EXTRACT -

——

# 26" Vpace custom Build for my 8 year old



## Flying_Ryan (Aug 15, 2017)

hi ,here my custom build
Vpace Max26 (special frame size for kids.) 

i got the frame ordered in Germany with cockpit and cranks .
-Stans podium tubeless wheels
- XT breaks and derailer 
-Suntour Axon Werx carbon Fork with 80 mm travel
and a bunch of other hope parts 
enjoy the pics:


----------



## MTB Pharm (Mar 10, 2007)

Very nice build! Kid looks like he can handle it well.
How tall is he?


----------



## Flying_Ryan (Aug 15, 2017)

Thanks,
he was around 46" when i build the bike last year.

i had him prior on a Trailcraft 24" 
as soon as he stepped up the wheel-size there was a big change in speed an performance.

i just finished building a new build with 27.5 wheels for the upcoming race season for Ryan.
Not sure if there is an option to post the bike for sell on here . but i plan on posting it on eBay or so.


----------



## mgiaro (Dec 10, 2015)

Flying_Ryan said:


> Thanks,
> he was around 46" when i build the bike last year.


Hi,
really 46" can ride a 26"? 
nice bike!!!


----------



## Flying_Ryan (Aug 15, 2017)

mgiaro said:


> Hi,
> really 46" can ride a 26"?
> nice bike!!!


Sorry, i meant around 4'
V-pace build the frame for kids recommended from 1.30m which is 51". 
It was amazing to see what the step up in wheel size did to my kid on the trail.
We just got the 27.5 build and I almost can't keep up with him


----------



## eric0919 (May 19, 2008)

——

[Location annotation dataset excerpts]
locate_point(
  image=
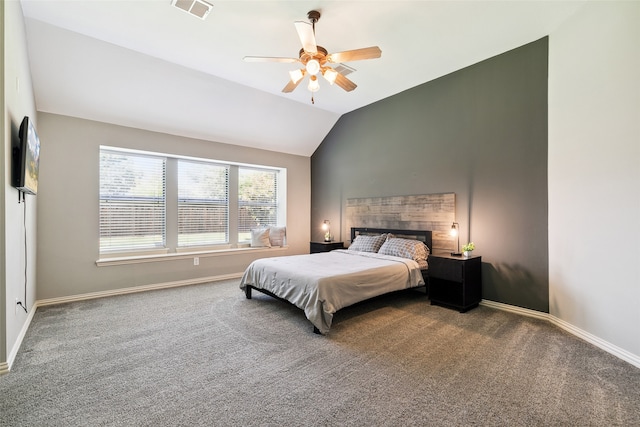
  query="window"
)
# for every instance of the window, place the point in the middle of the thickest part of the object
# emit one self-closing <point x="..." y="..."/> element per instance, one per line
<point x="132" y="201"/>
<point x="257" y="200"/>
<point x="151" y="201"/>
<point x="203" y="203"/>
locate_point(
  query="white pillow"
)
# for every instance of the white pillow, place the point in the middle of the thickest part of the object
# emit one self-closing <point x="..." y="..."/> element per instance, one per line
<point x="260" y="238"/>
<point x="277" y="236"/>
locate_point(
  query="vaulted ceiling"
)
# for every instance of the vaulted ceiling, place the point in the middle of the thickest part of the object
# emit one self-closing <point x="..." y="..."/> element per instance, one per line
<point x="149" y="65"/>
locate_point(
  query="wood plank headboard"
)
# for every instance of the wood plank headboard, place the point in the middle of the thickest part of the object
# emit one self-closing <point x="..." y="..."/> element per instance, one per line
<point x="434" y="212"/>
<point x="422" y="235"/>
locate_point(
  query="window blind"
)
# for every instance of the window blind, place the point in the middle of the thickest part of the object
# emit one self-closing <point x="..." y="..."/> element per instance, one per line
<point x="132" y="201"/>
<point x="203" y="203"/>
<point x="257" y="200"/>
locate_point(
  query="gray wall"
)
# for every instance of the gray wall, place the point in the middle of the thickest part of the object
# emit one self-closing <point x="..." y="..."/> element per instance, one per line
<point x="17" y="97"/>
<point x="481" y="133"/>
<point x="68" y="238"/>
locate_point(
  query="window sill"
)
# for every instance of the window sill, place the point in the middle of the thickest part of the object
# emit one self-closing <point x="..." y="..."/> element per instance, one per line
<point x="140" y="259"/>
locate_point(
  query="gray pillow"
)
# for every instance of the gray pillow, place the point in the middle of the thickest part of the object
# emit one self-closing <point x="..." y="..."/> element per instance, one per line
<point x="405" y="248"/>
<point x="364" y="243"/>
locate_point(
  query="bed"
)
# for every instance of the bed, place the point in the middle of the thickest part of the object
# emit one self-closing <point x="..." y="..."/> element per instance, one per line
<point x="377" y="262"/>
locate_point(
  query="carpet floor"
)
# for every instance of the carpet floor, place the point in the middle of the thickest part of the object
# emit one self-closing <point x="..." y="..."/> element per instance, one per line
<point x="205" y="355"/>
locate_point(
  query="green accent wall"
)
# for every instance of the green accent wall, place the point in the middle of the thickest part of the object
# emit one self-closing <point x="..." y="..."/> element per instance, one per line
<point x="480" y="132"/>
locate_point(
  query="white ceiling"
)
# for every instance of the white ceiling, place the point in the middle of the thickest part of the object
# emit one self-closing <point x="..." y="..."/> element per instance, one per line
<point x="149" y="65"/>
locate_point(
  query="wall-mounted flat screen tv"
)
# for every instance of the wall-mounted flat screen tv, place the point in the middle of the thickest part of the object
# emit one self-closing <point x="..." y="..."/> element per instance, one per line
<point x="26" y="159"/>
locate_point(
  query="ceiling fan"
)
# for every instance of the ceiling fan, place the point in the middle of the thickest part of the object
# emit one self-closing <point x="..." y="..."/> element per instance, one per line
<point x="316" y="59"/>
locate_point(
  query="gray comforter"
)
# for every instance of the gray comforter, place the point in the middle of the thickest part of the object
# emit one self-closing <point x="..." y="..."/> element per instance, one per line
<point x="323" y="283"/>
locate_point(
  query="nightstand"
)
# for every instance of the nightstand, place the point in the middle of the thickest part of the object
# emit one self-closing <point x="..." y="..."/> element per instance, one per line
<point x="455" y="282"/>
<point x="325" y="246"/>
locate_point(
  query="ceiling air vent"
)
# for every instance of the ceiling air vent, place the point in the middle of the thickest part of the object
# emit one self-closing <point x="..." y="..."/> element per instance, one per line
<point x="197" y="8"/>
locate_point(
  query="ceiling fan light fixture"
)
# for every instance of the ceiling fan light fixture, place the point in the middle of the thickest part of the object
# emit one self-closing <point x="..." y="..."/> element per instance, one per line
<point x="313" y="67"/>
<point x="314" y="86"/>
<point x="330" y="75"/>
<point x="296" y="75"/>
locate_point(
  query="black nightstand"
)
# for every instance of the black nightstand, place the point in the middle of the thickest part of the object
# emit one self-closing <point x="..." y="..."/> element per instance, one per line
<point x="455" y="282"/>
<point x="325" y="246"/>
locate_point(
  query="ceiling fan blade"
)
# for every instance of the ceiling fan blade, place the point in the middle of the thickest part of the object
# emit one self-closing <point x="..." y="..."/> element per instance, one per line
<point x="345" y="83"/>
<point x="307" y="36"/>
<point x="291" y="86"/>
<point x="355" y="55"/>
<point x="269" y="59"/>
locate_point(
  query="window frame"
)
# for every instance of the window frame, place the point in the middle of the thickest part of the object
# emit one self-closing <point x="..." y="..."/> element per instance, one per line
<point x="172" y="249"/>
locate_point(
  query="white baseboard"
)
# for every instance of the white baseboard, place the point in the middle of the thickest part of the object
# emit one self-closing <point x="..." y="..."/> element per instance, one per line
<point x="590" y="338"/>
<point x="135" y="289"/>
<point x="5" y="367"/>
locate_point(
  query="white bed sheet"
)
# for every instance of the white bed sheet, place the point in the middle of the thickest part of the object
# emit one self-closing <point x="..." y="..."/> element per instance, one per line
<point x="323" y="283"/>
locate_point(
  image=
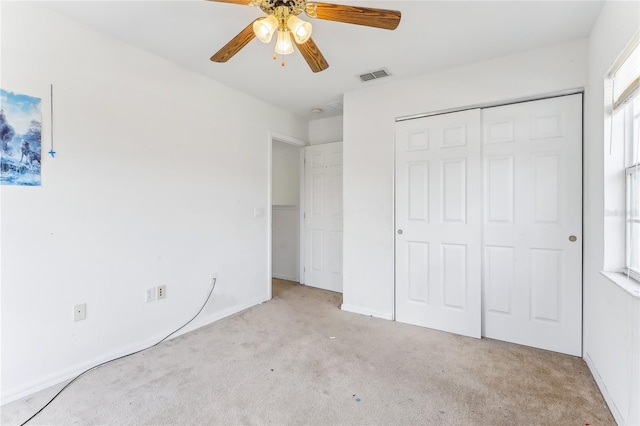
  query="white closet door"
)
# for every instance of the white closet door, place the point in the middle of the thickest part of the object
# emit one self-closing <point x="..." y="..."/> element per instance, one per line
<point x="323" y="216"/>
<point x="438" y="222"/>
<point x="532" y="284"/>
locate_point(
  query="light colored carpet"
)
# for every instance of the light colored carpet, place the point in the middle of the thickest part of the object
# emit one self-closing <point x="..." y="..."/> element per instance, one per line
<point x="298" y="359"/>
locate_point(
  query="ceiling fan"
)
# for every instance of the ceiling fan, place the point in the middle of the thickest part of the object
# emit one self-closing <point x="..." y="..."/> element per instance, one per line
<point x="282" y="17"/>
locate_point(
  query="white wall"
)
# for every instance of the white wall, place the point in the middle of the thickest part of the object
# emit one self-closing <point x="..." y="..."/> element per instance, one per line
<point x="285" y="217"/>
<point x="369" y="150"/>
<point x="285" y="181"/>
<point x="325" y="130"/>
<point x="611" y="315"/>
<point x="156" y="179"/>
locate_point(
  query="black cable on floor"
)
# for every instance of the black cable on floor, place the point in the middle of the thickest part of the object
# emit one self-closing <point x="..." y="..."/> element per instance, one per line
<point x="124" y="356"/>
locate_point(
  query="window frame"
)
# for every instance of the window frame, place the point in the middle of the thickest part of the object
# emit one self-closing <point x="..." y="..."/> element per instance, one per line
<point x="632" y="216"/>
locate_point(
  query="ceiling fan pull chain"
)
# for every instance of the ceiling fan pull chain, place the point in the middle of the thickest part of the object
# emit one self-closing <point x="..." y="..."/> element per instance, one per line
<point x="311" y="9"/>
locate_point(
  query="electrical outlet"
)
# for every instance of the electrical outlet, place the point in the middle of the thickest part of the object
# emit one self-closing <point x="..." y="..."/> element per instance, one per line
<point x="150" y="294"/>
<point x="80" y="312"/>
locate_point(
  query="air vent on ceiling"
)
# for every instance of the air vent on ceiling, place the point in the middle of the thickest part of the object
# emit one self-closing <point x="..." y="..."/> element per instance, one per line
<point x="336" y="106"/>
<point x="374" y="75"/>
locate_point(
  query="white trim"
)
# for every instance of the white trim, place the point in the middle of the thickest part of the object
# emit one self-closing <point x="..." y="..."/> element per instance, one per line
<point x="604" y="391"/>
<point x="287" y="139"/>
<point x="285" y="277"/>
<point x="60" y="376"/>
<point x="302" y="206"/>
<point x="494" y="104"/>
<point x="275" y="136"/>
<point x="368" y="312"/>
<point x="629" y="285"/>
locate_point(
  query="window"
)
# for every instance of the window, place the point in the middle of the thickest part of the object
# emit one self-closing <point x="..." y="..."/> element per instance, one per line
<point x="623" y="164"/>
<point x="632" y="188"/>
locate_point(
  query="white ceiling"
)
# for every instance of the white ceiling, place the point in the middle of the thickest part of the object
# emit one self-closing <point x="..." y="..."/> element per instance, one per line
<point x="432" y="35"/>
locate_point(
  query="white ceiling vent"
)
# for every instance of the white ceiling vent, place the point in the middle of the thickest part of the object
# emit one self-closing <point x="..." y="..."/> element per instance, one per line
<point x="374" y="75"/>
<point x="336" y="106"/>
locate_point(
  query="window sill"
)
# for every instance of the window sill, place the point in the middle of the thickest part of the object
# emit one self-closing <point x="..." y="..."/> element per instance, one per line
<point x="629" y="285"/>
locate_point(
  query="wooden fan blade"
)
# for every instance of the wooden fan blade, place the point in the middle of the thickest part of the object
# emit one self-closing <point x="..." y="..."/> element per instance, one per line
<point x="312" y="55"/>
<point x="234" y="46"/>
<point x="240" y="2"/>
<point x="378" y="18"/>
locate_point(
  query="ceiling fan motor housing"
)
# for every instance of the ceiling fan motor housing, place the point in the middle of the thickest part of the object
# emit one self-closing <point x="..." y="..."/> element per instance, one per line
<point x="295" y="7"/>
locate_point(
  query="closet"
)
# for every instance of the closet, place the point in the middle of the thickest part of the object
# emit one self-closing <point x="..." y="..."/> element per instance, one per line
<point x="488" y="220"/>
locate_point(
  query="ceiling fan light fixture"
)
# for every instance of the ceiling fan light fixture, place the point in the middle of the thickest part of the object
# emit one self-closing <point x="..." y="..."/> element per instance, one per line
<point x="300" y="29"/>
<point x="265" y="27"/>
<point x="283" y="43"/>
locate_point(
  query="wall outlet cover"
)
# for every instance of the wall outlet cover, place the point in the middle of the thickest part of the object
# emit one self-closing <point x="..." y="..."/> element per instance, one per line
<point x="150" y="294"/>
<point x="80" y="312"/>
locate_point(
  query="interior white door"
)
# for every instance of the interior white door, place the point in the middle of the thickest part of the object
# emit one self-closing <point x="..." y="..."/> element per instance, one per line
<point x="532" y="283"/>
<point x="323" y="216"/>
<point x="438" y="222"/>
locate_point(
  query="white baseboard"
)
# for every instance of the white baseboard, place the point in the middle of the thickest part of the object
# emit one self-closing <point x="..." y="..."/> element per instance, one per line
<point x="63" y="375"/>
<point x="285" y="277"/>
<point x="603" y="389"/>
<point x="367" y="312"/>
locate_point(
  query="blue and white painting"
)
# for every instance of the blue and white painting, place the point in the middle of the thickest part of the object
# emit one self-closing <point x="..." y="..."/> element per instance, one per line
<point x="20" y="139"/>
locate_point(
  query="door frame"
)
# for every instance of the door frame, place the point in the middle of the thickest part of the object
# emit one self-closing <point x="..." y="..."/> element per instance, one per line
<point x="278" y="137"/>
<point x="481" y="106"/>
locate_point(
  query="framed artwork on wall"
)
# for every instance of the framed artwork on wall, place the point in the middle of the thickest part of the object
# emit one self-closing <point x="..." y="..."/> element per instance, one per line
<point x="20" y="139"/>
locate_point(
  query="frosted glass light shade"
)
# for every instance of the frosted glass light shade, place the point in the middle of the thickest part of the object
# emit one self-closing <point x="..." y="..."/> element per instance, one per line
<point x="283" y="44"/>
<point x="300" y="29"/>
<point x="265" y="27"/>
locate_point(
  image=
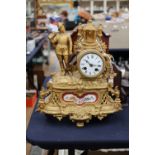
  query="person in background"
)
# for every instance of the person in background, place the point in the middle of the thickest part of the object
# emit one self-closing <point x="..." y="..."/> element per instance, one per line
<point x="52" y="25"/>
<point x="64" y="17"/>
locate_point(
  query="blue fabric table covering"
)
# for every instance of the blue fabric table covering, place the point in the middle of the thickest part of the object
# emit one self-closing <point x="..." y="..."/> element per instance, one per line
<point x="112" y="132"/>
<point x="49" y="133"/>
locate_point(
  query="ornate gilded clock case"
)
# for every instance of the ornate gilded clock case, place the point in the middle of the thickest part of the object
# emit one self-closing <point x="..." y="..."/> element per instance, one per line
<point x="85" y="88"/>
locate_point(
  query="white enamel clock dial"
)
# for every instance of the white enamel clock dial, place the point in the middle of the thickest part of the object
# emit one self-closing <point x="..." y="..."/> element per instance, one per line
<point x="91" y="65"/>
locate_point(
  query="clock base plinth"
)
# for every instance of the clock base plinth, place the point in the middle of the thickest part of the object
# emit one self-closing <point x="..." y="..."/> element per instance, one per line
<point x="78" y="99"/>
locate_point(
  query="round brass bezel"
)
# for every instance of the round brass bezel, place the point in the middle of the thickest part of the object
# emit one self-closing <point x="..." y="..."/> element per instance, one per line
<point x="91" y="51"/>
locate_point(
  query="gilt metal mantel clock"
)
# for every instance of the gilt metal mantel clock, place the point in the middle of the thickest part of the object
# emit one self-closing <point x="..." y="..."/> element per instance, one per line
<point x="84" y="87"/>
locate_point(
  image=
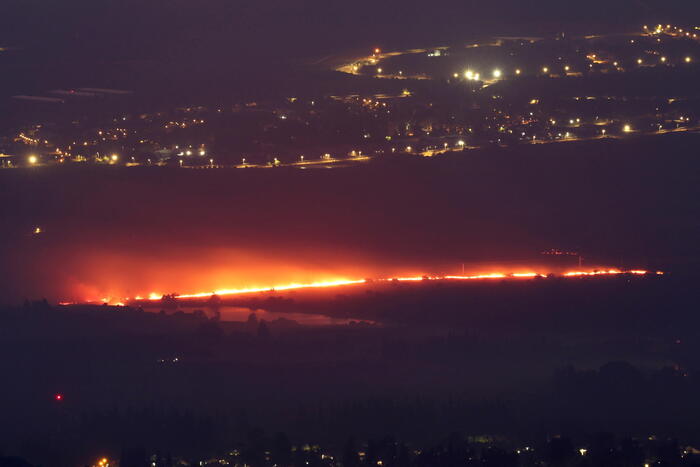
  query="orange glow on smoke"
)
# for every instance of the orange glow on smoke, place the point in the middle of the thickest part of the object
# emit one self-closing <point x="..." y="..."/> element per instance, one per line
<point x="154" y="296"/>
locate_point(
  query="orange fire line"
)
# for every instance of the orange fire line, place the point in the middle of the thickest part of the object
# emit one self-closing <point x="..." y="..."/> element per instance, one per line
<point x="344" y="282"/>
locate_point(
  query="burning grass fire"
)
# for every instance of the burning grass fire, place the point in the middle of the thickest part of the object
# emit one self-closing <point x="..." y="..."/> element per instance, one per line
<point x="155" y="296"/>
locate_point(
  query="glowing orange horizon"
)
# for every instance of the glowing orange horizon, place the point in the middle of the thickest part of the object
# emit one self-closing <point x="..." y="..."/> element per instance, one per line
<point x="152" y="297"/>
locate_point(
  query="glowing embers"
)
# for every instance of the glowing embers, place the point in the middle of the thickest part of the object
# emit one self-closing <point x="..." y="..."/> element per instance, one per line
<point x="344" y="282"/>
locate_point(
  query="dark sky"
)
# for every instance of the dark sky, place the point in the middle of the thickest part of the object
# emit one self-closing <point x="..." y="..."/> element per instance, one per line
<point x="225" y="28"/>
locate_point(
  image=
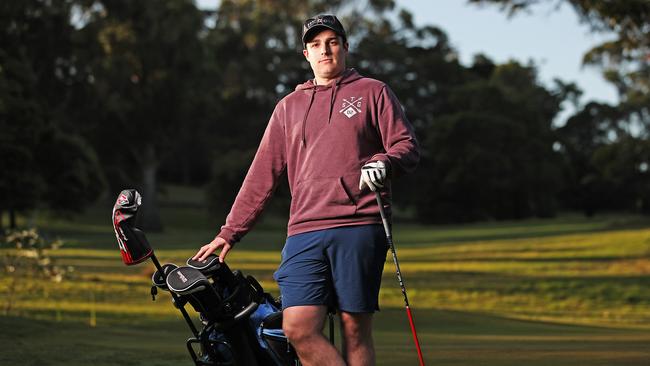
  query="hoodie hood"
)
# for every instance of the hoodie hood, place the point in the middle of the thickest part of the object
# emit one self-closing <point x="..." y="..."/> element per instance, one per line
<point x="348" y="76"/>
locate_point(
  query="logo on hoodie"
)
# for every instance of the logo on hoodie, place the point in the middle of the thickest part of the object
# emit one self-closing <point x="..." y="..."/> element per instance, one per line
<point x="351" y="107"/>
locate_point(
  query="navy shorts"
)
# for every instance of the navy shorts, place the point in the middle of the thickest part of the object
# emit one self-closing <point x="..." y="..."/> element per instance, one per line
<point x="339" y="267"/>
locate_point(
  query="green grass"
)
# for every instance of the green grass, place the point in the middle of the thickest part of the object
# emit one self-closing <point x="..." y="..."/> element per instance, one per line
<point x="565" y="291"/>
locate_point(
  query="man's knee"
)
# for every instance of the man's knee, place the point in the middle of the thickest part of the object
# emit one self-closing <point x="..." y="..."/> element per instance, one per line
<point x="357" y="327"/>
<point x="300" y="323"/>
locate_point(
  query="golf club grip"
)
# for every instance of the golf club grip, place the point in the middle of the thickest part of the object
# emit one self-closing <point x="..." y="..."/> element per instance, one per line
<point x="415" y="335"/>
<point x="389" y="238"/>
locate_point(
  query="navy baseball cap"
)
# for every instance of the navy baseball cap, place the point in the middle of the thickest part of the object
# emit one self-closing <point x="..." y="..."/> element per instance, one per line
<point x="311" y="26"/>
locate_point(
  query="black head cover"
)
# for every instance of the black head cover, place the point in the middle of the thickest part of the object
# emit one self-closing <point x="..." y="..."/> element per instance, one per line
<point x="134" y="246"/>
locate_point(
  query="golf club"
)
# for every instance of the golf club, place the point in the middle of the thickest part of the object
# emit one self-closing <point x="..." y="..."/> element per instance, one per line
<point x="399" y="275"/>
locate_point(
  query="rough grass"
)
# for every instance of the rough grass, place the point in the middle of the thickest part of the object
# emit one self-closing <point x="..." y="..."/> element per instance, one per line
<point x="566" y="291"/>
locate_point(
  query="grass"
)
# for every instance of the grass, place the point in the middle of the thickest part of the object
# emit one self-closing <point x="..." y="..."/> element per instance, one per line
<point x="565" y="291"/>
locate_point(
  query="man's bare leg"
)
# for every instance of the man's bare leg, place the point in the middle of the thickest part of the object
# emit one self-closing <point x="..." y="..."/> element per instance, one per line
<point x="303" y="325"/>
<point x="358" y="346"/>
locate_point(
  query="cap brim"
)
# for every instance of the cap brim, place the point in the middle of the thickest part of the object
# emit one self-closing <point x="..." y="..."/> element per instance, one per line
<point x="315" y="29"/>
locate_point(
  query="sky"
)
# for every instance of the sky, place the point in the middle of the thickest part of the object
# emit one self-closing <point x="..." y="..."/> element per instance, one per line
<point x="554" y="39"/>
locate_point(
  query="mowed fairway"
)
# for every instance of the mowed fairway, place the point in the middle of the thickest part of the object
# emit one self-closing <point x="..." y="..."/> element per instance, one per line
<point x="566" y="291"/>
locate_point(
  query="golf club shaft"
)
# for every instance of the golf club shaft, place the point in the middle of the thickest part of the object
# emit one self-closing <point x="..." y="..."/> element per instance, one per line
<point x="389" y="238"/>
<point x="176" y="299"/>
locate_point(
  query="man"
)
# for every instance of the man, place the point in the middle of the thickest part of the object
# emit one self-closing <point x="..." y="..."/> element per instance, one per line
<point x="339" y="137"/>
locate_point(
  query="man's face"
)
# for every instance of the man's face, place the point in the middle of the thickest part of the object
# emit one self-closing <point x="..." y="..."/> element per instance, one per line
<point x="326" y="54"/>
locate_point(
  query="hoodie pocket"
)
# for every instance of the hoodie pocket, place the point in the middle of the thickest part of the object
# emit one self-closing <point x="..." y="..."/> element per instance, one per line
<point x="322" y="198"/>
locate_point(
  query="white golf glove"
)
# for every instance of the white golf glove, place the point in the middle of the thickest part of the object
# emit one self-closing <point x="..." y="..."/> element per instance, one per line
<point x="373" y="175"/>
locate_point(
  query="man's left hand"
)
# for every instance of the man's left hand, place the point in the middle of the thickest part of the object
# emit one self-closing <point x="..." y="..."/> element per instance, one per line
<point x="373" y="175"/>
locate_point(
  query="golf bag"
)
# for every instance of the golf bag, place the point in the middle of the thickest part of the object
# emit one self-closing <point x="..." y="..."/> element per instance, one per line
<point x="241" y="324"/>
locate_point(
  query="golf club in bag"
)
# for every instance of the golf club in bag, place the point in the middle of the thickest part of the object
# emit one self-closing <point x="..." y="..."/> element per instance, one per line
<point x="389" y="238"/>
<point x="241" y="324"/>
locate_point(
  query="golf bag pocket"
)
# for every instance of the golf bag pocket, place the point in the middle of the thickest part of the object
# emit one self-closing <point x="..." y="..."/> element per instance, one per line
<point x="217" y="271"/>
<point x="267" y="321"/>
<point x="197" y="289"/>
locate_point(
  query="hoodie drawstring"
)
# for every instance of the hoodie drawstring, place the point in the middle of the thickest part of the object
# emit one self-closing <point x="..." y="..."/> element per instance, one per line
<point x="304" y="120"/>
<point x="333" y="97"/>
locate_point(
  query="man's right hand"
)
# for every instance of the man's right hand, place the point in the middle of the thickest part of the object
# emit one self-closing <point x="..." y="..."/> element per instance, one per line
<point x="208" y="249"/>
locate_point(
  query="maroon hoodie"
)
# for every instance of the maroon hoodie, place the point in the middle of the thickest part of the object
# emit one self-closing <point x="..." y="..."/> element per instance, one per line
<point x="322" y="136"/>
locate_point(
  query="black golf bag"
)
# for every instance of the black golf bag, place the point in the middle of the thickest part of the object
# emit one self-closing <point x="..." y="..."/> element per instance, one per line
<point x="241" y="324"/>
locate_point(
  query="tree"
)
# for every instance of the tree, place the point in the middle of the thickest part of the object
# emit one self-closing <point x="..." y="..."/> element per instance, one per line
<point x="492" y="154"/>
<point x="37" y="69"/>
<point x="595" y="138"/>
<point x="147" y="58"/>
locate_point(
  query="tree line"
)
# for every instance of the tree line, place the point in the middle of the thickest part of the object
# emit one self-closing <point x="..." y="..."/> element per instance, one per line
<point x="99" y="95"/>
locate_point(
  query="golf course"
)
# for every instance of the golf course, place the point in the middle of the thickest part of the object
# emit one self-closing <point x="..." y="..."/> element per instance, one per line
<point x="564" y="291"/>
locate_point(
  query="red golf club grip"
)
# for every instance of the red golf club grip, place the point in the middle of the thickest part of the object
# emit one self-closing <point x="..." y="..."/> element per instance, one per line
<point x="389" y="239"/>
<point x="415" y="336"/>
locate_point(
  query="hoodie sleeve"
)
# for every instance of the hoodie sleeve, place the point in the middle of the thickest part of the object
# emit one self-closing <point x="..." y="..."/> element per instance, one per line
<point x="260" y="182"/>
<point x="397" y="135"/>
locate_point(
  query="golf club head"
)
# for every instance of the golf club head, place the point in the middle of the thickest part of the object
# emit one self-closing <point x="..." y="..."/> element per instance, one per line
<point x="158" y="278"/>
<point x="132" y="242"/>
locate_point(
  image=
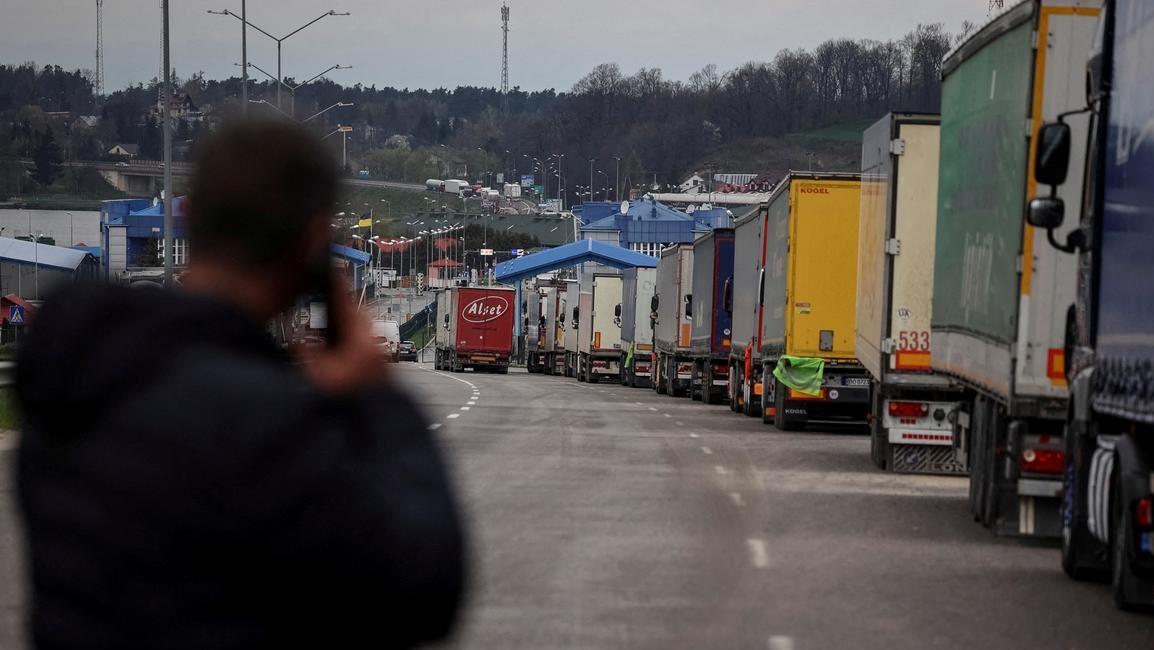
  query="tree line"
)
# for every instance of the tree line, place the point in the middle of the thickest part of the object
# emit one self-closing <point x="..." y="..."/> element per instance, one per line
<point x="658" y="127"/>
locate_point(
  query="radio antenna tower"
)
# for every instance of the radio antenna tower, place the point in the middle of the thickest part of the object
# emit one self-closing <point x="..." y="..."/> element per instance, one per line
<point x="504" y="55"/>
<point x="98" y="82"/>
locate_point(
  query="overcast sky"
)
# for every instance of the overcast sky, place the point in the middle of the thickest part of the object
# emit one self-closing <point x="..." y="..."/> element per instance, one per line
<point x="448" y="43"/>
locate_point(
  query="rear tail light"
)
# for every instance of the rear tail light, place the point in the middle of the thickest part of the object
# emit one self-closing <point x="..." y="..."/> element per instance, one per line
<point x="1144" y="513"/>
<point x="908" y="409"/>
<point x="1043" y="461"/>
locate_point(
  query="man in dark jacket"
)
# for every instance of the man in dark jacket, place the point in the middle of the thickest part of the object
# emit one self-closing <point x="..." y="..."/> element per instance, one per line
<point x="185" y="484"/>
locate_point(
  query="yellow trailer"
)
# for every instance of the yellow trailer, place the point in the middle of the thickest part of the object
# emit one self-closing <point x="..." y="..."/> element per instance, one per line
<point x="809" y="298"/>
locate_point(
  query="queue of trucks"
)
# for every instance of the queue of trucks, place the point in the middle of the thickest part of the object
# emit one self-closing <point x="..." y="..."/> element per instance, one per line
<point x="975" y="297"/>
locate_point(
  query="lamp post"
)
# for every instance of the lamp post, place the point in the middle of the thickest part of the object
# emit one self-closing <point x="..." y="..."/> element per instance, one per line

——

DIRECTIONS -
[1] In the bike thread, how much travel does the Suntour Axon Werx carbon fork have?
[2] Count the lines in the records that contain the string "embers", treating case as significant, and reply with the number only.
The records are unrelated to the bike thread.

REPLIES -
[1] 80 mm

[2] 2